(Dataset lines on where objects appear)
** begin **

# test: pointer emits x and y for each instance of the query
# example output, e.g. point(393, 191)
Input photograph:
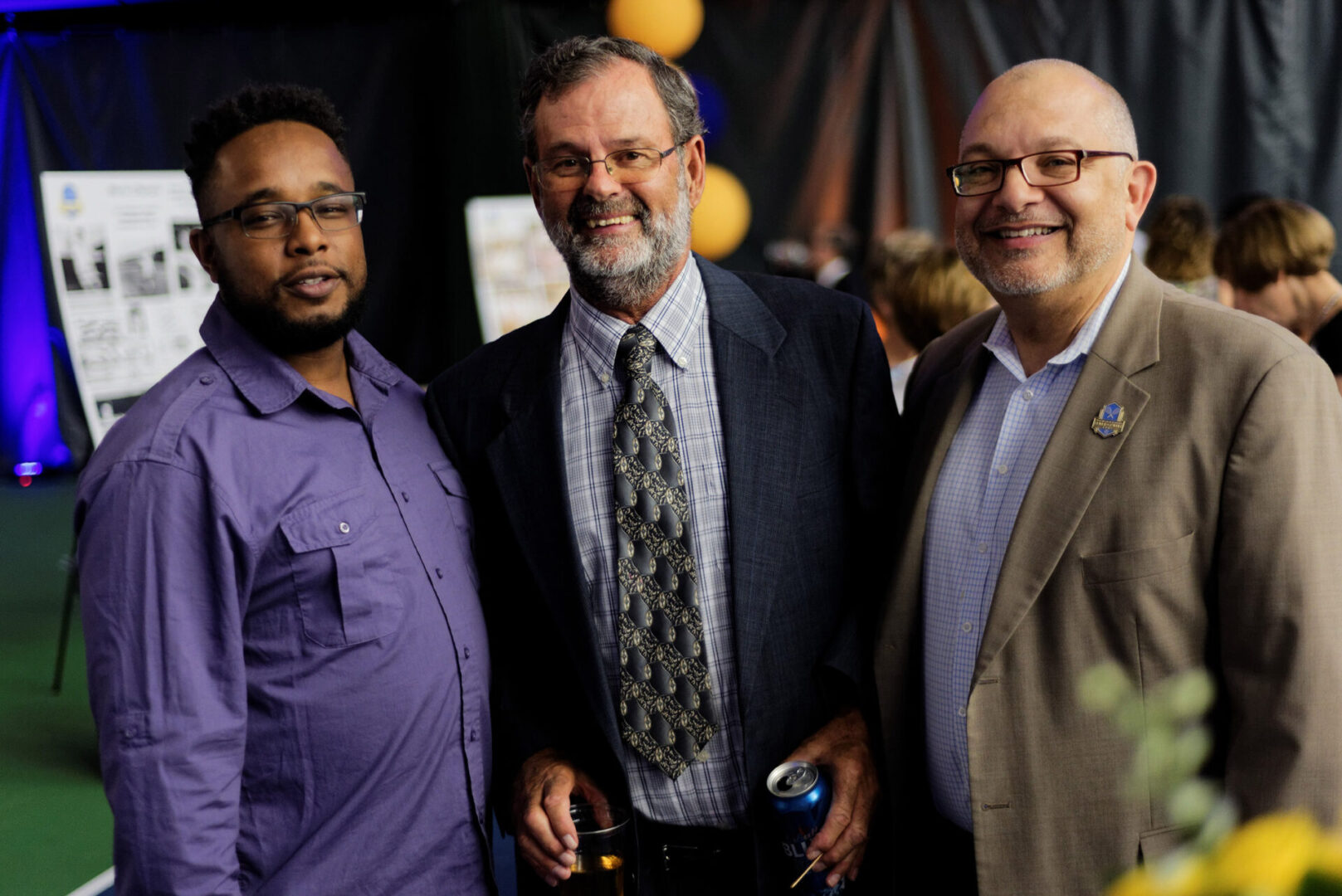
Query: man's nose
point(600, 180)
point(1016, 192)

** end **

• **Goal**
Rewrite every one of the lines above in full, increasing each coordinate in the answer points by 49, and leave out the picture.

• **Written solution**
# test: pointer emits x and y for each instance of the query
# example output, e.g. point(393, 191)
Input photograph:
Query: man's nose
point(649, 229)
point(1065, 241)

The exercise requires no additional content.